Task prompt: Search the entries below for the word "paving" and copy each line that has it.

BEGIN Entries provided

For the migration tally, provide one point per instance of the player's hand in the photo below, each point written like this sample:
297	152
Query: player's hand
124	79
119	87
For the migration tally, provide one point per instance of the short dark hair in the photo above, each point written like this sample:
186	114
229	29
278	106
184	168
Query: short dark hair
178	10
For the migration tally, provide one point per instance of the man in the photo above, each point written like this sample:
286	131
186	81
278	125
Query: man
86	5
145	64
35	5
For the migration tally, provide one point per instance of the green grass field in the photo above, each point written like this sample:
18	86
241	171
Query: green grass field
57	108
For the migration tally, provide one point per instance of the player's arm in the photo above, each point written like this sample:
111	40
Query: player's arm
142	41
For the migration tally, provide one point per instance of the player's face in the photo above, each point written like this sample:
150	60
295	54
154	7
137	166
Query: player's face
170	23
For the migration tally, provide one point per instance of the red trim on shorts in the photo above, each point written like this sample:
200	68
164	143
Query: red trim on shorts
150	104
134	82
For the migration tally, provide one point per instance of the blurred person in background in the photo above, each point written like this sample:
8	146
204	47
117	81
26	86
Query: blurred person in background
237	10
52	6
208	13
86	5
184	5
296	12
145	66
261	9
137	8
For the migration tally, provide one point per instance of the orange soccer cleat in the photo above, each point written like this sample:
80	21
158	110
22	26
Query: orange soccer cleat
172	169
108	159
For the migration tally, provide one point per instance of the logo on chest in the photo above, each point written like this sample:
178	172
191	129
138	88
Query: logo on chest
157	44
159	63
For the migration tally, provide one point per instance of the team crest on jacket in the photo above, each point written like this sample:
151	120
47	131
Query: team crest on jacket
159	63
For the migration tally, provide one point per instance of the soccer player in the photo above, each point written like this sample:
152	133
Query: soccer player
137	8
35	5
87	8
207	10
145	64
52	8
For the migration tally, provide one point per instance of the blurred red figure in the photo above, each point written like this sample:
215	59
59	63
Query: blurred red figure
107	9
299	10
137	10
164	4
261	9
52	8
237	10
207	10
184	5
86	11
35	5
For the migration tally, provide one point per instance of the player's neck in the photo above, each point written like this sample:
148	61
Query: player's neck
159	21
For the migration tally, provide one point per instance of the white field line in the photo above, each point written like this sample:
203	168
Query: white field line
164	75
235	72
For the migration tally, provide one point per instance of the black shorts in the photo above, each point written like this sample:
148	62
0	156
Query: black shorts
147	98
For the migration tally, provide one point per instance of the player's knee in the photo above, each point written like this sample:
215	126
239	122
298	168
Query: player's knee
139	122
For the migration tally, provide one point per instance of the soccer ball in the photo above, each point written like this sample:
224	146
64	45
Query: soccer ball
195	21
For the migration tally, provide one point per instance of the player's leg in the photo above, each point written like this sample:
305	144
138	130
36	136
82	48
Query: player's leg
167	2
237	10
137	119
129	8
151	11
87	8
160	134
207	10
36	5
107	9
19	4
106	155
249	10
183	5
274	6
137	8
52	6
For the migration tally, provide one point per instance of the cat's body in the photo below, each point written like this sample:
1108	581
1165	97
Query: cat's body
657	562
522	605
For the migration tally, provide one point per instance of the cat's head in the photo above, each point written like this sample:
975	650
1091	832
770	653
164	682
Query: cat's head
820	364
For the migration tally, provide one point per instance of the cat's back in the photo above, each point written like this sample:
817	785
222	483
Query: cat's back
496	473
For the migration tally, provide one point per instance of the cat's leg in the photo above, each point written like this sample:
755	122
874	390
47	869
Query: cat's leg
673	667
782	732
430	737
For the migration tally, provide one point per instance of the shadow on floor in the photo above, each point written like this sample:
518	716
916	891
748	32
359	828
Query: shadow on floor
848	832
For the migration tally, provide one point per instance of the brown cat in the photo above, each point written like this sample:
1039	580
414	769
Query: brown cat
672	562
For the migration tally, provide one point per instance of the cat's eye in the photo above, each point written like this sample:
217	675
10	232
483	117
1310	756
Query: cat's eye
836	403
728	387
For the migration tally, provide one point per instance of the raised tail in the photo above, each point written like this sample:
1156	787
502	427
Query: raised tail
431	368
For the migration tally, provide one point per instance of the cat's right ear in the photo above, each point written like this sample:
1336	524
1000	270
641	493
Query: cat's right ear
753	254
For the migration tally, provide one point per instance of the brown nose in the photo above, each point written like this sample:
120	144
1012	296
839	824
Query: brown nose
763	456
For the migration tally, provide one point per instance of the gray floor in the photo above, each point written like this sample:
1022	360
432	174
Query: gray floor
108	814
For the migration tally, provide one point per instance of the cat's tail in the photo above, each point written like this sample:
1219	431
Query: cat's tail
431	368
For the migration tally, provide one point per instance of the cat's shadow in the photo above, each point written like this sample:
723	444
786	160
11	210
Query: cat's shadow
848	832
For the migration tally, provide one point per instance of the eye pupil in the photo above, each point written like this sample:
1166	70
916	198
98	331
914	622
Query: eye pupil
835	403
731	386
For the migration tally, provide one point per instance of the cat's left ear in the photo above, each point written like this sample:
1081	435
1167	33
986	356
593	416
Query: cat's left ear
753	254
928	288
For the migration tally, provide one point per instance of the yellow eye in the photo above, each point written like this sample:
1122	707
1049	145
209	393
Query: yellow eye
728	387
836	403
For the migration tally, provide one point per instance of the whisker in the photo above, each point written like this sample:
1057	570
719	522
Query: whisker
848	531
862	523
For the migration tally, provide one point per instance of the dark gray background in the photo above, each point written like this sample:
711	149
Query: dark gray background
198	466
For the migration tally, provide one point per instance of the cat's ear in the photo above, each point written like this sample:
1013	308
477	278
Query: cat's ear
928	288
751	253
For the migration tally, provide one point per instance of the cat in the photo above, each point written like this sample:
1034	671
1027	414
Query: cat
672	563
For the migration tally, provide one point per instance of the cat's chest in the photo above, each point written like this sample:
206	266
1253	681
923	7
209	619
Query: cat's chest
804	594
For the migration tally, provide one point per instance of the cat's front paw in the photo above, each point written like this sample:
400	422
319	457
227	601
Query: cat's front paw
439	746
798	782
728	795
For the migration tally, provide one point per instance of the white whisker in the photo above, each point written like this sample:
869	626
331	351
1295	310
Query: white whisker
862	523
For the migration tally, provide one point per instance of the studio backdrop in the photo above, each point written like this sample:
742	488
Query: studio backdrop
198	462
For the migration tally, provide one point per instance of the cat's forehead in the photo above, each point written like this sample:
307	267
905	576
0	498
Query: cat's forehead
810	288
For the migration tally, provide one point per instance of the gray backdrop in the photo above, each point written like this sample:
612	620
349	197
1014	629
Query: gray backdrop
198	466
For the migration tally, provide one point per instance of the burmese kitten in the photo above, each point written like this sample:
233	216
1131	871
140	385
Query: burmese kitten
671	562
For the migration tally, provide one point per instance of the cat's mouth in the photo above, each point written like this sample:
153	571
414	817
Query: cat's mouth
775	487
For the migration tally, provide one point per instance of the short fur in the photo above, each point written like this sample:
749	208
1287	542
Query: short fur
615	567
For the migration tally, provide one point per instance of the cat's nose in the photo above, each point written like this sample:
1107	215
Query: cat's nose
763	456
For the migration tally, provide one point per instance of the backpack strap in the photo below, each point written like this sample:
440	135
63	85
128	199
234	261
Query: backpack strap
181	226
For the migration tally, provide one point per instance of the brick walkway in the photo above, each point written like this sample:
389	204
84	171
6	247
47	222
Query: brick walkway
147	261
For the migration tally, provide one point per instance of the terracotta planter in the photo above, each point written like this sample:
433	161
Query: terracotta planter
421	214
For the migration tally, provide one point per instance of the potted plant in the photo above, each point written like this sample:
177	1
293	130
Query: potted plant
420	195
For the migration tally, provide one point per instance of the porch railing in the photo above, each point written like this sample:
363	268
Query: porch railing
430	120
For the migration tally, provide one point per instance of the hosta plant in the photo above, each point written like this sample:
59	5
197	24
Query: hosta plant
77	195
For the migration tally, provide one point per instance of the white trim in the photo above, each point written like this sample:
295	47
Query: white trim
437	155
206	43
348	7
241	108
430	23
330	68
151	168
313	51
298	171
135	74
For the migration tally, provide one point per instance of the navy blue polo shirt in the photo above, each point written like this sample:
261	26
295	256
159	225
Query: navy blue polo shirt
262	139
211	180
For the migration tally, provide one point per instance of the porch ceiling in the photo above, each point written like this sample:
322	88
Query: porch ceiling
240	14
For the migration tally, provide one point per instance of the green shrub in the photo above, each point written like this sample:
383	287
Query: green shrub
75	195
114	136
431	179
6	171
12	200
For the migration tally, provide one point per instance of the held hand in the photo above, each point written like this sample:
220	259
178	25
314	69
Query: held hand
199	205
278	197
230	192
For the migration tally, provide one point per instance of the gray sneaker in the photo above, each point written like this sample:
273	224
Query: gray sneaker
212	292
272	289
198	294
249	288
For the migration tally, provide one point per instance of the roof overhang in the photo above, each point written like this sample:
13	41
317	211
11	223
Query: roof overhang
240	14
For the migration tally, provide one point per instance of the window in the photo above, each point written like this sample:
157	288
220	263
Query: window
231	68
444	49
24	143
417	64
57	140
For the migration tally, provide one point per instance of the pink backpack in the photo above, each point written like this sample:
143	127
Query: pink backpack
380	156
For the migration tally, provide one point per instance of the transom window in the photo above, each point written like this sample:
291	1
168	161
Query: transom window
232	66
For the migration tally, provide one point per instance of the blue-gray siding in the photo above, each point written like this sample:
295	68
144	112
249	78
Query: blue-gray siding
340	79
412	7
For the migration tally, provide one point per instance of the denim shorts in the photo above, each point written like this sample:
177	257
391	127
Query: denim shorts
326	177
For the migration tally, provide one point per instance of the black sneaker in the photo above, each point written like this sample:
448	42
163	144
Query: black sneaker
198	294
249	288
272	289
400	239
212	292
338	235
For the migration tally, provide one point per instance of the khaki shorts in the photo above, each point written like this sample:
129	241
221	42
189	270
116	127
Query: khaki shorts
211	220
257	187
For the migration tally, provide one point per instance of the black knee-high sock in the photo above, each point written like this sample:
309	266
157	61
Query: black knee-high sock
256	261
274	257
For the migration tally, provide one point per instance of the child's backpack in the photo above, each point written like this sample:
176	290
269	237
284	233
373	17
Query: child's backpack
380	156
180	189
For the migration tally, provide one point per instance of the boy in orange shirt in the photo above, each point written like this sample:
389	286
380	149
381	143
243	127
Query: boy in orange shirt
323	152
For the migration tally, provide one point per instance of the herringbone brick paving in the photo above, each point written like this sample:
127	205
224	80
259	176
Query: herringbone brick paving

END Entries provided

Final answer:
For the migration tally, provide one point per instance of the herringbone brick paving in the photo above, each point written like this sample:
Query: herringbone brick paving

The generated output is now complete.